* BEGIN Material provided *

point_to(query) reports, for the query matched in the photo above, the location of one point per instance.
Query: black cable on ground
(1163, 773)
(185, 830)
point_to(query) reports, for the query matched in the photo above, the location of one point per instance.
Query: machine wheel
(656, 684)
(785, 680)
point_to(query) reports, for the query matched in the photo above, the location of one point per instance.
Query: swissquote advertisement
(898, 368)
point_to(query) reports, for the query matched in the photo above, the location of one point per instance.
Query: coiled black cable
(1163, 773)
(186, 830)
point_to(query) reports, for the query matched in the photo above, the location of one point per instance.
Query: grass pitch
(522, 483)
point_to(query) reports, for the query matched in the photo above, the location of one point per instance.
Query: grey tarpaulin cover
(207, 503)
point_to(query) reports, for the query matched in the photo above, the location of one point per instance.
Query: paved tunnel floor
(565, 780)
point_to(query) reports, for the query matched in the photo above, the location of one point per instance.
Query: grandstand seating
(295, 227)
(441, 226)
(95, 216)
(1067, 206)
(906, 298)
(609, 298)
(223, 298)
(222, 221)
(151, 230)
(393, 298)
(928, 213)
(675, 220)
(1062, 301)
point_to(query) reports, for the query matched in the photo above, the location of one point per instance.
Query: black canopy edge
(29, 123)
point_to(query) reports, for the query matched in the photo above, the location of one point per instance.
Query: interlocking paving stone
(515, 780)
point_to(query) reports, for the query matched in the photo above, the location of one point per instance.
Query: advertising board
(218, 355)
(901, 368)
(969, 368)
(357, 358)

* END Material provided *

## Objective
Report every line of the records above that contains the word "black", copying each such line in full. Matches must have the same letter case.

## Finished task
Query: black cable on ground
Query: coiled black cable
Query: black canopy edge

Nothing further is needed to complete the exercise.